EXCERPT:
Here Mehta eloquently describes the reason why pioneers such as Wigner and Dyson associated the randomness of the Hamiltonian and, consequently, its corresponding matrix representation with the complexity of the nucleus (see Ref. 79 for more details). Beside the curse of dimensionality that we discussed earlier, the principle of parsimony is another motivation for an immediate use of dimensionality reduction regardless of the complexity of the phenomenon under study. While the principle of parsimony tells us that a simpler model is preferable to a competing complex model, it does not tell that all phenomena are simple. While the sparsity of parameters describing a phenomenon seems a tempting idea, not all phenomena are sparse. A heavy nucleus is a perfect example of a complex system. What Wigner did was not to create a parsimonious model to describe such a system. Instead, in his groundbreaking work, he increased the complexity of model to infinity by considering random matrices of infinite dimension.^74,75 As described in Ref. 81, the Bayesian philosophy dominated the statistics in the nineteenth century, but twentieth century was more a frequentist one. I believe that after the long 250-year-old debate between Bayesians and frequentists, if there is a revolution in statistical learning community (if not yet), it happens in shifting the low-dimensional analytical paradigm to a high-dimensional one (see the R.A. Fisher's quote in the introduction).

In the last 60 years, there have been an enormous number of studies in the context of random matrices of increasing dimension. The field has been developed to a large extent in the hands of F. J. Dyson,^79,82,83 M. L. Mehta,^84–87 L. A. Pastur,^71,88,89 V. L. Girko, J. W. Silverstein,^93–96 Z. D. Bai,^97–100 and Y. Q, Yin.^101–104 As estimated in Ref. 70, there has been more than 2,500 publications in the field from 1955 to 2004. The readers are encouraged to consult^70,72,80 for historical surveys of some of important results in the field.

EXCERPTED DATA:
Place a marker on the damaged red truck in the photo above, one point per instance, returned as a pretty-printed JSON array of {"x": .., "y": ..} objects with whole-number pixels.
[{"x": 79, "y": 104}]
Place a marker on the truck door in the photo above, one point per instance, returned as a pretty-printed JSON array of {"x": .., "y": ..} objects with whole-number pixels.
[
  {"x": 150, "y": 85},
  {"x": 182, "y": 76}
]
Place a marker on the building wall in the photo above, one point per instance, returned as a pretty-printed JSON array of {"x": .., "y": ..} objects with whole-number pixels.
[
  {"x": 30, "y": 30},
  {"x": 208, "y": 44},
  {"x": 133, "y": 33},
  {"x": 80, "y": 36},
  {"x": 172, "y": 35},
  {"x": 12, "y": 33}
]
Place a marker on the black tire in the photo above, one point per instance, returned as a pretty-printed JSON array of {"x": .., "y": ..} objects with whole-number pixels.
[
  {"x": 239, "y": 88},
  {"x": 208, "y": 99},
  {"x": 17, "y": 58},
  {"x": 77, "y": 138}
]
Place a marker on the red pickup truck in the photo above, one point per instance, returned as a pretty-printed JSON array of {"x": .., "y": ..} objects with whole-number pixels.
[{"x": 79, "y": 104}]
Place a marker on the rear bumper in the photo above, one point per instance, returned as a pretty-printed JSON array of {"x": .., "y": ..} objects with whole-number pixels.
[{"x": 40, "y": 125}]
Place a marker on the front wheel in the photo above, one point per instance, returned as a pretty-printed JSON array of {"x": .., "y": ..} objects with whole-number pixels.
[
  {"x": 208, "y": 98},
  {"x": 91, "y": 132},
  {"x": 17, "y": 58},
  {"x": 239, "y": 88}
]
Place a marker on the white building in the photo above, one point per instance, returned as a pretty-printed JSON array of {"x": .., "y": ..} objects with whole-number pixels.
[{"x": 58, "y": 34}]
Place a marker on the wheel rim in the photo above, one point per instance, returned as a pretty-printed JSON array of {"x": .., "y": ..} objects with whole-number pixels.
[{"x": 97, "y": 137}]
* * *
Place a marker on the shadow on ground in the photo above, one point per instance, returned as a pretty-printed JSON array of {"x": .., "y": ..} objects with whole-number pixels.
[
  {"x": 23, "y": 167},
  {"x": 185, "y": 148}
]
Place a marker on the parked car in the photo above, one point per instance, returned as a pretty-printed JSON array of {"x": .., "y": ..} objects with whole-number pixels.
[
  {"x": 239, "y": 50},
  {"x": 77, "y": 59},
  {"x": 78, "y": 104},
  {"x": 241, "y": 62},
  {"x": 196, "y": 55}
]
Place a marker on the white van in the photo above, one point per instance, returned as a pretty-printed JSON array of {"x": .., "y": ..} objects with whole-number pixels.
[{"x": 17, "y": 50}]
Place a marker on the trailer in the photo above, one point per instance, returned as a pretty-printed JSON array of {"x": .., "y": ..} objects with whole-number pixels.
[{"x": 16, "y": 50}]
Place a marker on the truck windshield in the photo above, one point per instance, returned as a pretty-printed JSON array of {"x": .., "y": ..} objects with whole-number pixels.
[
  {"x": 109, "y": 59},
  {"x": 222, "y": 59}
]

EXERCISE REQUIREMENTS:
Write out the excerpt on random matrices word for word, everything from "In the last" down to "in the field.". The records are not needed here.

RESULT:
In the last 60 years, there have been an enormous number of studies in the context of random matrices of increasing dimension. The field has been developed to a large extent in the hands of F. J. Dyson,^79,82,83 M. L. Mehta,^84–87 L. A. Pastur,^71,88,89 V. L. Girko, J. W. Silverstein,^93–96 Z. D. Bai,^97–100 and Y. Q, Yin.^101–104 As estimated in Ref. 70, there has been more than 2,500 publications in the field from 1955 to 2004. The readers are encouraged to consult^70,72,80 for historical surveys of some of important results in the field.